* _Task 1_:
According to the post on game metrics, how far off are Dan Cook's predictions in the best cases?
* _Task 2_:
Reproduce the stretch of the post on game metrics from "In a comment" through "designers, press desires.".

* _Excerpted passage_:
* start *

The Purpose of Metrics in a Game
Bateman and Bartle on Pokémon Go

Defending Game Metrics

In a comment replying to The Craft of Game Design Cannot Be Measured By Any Metric, game designer and Chief Creative Officer at Spryfox Dan Cook gave such a sterling, thorough rebuttal that I’ve reposted it here in full.

 

Dan CookEmpiricism in Game Design

When I design I have a mental model of how I imagine my game will be played by players. This includes predictions about player emotions, learning, buying behaviors and a dozen other factors necessary to make a self-sustaining game in one of today’s various markets. I also make predictions about how markets will act. Platform desires, player designers, press desires.

Then we build the game, or at least we build an initial version of it.

Then we playtest the game to see if the my predictions worked out. Most of the time they don’t. In the best cases I’m only off by a factor or two. In the worse cases I’m off by several orders of magnitude. However, I may also find that players behaved in a manner that was actually more interesting than I predicted.

So we build another iteration of the game. Somehow, we need to connect the empirical reality of what the playtest suggests with what we predict will happen. This usually involves updating our models, sometimes radically. Often incrementally.

* end *

* _Raw data_:
* start *

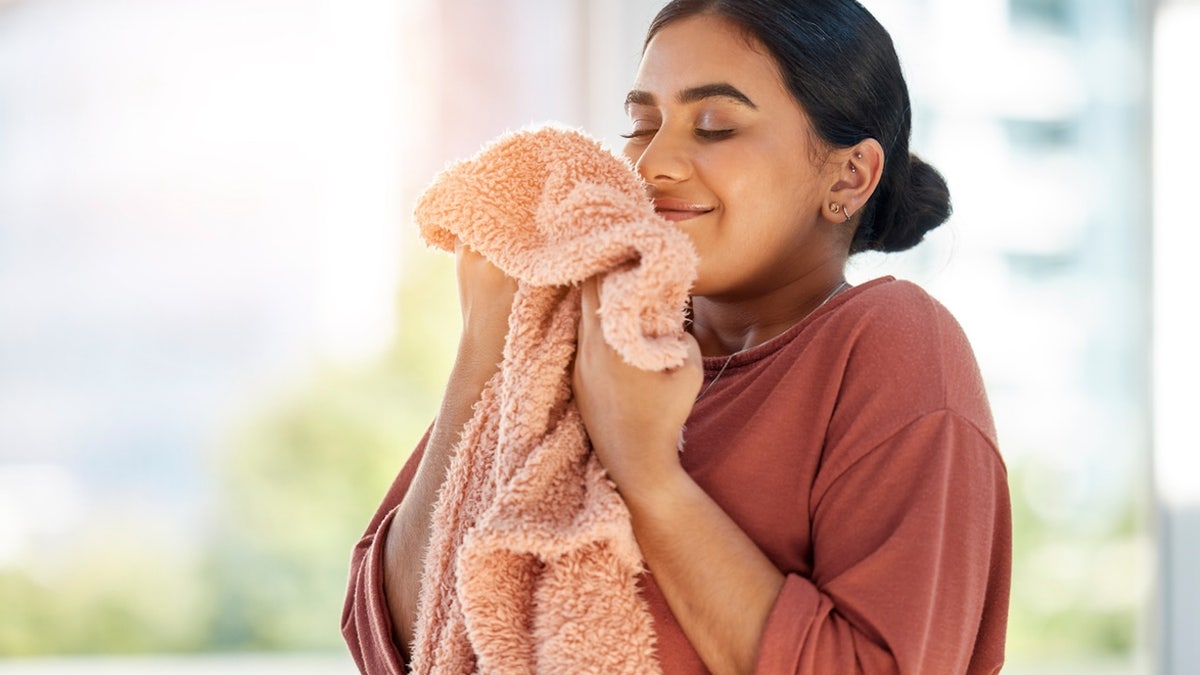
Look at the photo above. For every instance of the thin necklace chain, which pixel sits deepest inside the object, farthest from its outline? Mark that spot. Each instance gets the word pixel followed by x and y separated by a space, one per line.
pixel 837 290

* end *

* _Correct answer 1_:
Off by only a factor or two.

* _Correct answer 2_:
In a comment replying to The Craft of Game Design Cannot Be Measured By Any Metric, game designer and Chief Creative Officer at Spryfox Dan Cook gave such a sterling, thorough rebuttal that I’ve reposted it here in full.

 

Dan CookEmpiricism in Game Design

When I design I have a mental model of how I imagine my game will be played by players. This includes predictions about player emotions, learning, buying behaviors and a dozen other factors necessary to make a self-sustaining game in one of today’s various markets. I also make predictions about how markets will act. Platform desires, player designers, press desires.